* [WHAT IS EXPECTED]: Return the lines of the listing verbatim, beginning at the line containing "Wildlife-survey tagging: tag each instance of the man's ear" and continuing through the last line of the listing.

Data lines
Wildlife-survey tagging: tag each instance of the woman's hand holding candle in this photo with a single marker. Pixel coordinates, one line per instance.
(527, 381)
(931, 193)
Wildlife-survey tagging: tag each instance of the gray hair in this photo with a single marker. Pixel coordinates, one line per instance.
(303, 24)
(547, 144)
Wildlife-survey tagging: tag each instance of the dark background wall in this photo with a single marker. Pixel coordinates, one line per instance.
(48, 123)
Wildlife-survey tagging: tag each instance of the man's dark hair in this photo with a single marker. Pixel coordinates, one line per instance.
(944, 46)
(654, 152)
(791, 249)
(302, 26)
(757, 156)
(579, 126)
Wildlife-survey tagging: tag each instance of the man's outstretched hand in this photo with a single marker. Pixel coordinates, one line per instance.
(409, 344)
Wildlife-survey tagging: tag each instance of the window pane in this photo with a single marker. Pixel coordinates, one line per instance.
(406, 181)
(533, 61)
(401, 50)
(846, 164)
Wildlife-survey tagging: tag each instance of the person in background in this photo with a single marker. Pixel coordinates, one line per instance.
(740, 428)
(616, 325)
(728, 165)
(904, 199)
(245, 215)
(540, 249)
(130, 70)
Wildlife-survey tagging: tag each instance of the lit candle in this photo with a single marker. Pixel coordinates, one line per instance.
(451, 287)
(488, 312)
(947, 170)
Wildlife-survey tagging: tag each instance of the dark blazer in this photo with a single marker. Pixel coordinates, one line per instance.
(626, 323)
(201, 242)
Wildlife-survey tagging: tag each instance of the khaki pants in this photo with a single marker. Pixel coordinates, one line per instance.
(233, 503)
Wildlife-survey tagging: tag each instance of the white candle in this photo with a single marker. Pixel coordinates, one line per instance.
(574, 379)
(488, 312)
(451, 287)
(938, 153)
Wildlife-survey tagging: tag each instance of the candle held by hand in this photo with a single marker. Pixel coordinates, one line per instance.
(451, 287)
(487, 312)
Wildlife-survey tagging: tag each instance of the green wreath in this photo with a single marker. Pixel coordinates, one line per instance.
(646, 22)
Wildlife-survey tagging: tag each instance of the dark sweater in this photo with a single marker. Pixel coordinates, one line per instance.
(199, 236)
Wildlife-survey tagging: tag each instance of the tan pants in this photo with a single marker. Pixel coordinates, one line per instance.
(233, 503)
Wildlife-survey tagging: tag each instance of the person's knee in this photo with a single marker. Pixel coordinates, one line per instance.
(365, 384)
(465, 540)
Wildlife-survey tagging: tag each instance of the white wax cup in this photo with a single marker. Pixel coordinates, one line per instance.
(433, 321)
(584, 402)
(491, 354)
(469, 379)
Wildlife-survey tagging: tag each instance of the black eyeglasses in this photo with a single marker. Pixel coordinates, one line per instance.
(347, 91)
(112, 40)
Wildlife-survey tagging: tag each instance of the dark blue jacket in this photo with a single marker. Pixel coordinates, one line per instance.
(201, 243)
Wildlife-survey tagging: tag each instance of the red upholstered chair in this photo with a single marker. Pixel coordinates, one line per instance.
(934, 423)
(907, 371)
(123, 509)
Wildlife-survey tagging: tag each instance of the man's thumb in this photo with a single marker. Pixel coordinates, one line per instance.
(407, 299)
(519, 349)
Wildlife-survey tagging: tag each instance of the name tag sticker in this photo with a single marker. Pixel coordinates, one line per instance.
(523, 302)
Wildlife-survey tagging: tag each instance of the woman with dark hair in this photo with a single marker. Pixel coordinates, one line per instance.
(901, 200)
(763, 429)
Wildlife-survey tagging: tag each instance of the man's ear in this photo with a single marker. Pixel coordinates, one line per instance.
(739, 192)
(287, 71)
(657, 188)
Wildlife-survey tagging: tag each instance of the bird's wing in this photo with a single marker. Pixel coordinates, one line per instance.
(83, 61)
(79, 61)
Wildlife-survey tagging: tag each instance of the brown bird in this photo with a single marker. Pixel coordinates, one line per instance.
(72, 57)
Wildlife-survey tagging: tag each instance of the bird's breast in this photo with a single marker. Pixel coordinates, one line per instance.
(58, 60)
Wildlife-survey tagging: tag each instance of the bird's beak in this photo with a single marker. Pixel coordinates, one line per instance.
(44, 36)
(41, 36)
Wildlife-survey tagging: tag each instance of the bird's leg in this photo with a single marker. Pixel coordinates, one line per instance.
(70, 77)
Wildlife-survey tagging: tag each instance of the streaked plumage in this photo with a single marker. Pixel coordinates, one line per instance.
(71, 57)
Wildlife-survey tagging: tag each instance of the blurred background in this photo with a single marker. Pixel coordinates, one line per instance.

* [FINAL ANSWER]:
Wildlife-survey tagging: tag each instance of the man's ear in this photo with a single marker. Pixel coordinates, one line per instance.
(739, 192)
(287, 71)
(657, 188)
Wildlife-survey tagging: tag each instance of the bird's wing in this photo with a single marker. Pixel coordinates, one line per instance.
(83, 61)
(79, 61)
Wildlife-survey tagging: tag each instance of the brown bird in this photo with a single marker. Pixel coordinates, one line per instance.
(72, 57)
Wildlife-survey tagging: tag each instance of the bird's breast in this photo with a single marker. Pixel coordinates, one line per instance.
(58, 60)
Wildlife-survey tagging: tag each instance of the bird's beak in this photo with a single marker. Pixel coordinates, one line per instance.
(44, 36)
(41, 36)
Wildlife-survey tagging: tag each instance of the bird's leg in this photo with a single marker. Pixel coordinates, one line per instance.
(70, 77)
Wildlife-survey tagging: tag each instance of the streaked plumage in this photo with a single marker. Pixel coordinates, one line per instance.
(71, 57)
Wildlife-survey tagging: tag each instance of the blurred background in this photo with a single marker. Pixel coordinates, one line per instance.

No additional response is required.